**Exercise**
Both the line containing "positive clicks: (255, 394)" and the line containing "positive clicks: (600, 220) (597, 237)" belong to the span. Output exactly that span from the listing below, and nothing outside it.

=-=-=

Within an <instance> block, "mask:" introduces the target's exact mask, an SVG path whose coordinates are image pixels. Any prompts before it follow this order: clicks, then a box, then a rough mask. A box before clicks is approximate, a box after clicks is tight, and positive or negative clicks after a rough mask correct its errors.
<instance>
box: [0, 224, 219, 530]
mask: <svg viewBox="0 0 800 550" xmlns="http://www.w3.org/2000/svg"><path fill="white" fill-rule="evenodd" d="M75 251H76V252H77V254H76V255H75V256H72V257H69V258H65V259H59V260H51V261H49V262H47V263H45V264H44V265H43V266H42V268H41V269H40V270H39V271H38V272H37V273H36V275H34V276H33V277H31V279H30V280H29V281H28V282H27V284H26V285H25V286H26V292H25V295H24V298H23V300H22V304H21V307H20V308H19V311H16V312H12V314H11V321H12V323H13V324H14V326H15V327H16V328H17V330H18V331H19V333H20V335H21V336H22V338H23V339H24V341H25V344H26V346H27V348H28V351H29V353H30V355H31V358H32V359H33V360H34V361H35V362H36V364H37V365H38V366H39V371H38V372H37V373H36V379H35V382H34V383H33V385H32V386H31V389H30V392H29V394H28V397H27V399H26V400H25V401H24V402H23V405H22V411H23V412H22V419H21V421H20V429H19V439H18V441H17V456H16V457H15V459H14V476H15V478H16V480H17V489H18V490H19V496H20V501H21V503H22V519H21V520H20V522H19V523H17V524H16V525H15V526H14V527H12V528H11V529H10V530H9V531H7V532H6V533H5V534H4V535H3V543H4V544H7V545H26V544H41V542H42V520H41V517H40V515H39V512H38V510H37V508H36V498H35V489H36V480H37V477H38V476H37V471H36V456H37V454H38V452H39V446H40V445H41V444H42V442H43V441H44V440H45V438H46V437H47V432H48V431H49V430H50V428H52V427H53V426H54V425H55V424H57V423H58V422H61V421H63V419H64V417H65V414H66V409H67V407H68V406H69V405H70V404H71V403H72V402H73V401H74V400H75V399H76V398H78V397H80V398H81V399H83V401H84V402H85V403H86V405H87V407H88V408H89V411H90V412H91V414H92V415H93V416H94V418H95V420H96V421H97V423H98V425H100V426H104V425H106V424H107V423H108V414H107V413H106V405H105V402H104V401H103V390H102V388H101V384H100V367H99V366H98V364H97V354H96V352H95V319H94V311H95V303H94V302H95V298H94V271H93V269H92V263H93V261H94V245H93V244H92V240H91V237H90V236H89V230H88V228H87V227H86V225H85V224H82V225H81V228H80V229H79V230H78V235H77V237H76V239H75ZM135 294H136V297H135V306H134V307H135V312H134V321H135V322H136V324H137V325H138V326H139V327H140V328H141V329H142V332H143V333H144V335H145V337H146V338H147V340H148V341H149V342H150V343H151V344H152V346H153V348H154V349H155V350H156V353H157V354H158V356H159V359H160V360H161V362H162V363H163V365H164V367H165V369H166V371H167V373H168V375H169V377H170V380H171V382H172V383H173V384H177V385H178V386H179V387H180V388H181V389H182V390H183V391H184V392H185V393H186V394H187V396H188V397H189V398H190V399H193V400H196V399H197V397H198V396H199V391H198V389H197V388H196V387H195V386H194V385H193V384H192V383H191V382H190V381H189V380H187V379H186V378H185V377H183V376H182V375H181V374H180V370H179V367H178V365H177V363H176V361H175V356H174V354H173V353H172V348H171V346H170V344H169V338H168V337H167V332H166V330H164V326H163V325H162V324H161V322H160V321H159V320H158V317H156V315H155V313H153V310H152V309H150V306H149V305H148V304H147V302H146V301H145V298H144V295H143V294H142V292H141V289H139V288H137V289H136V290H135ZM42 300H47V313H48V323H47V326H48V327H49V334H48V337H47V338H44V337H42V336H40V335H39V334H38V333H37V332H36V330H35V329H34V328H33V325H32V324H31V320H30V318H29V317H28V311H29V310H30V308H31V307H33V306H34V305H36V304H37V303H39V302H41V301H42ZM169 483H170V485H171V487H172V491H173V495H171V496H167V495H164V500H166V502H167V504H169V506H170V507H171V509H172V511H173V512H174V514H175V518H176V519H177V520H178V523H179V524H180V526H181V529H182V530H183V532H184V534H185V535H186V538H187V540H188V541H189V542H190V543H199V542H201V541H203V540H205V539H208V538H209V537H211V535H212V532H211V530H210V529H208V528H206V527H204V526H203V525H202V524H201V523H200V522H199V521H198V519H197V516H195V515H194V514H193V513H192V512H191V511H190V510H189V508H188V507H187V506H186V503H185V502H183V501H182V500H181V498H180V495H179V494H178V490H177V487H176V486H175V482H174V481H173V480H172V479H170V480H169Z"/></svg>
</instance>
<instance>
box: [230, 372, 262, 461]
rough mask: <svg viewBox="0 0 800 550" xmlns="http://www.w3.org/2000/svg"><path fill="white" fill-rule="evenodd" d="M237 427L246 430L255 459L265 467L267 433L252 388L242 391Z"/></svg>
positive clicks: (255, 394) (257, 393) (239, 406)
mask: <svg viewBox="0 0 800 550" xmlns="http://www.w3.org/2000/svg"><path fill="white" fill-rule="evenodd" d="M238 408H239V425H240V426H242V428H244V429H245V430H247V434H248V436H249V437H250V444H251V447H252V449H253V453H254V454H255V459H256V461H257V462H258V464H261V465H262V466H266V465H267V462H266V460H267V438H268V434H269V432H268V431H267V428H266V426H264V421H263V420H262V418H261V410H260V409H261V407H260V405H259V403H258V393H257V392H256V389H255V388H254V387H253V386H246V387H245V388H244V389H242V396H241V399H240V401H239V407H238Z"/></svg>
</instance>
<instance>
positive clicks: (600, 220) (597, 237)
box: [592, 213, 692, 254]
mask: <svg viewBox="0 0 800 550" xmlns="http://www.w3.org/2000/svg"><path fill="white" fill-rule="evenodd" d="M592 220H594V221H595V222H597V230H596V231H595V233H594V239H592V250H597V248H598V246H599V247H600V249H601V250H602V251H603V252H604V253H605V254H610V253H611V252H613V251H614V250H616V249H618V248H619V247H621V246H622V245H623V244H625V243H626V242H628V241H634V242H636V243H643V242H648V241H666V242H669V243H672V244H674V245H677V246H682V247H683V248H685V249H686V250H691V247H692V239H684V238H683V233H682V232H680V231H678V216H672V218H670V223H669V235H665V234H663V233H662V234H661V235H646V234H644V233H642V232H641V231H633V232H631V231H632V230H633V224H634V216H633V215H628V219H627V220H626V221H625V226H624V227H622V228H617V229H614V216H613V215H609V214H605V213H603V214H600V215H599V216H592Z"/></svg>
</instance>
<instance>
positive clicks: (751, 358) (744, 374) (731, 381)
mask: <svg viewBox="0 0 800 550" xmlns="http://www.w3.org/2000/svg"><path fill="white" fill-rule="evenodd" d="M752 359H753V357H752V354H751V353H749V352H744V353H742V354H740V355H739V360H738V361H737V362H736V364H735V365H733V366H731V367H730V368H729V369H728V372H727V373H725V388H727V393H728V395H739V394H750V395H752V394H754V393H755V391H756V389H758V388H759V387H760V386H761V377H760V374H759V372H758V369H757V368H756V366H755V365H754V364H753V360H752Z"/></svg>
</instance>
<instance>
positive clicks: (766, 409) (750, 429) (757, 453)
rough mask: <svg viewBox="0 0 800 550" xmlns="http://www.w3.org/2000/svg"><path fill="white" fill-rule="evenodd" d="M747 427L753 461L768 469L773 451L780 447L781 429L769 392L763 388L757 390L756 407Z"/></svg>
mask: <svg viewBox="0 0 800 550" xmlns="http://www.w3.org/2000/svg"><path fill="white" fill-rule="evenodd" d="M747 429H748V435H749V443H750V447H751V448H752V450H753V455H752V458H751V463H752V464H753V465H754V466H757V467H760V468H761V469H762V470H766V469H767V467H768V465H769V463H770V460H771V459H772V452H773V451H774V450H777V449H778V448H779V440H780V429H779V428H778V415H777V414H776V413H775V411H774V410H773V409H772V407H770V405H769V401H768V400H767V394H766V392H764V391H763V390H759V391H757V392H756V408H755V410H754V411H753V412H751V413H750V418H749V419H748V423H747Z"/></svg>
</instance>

=-=-=

**Exercise result**
positive clicks: (255, 394) (257, 393) (239, 406)
mask: <svg viewBox="0 0 800 550" xmlns="http://www.w3.org/2000/svg"><path fill="white" fill-rule="evenodd" d="M238 408H239V425H240V426H242V428H244V429H245V430H247V434H248V436H249V437H250V444H251V447H252V449H253V453H254V454H255V459H256V461H257V462H258V464H261V465H262V466H266V465H267V462H266V460H267V438H268V434H269V432H268V431H267V428H266V426H264V421H263V420H262V418H261V410H260V409H261V407H260V405H259V403H258V393H257V392H256V389H255V388H254V387H253V386H246V387H245V388H244V389H242V396H241V399H240V401H239V407H238Z"/></svg>
</instance>
<instance>
positive clicks: (600, 220) (597, 237)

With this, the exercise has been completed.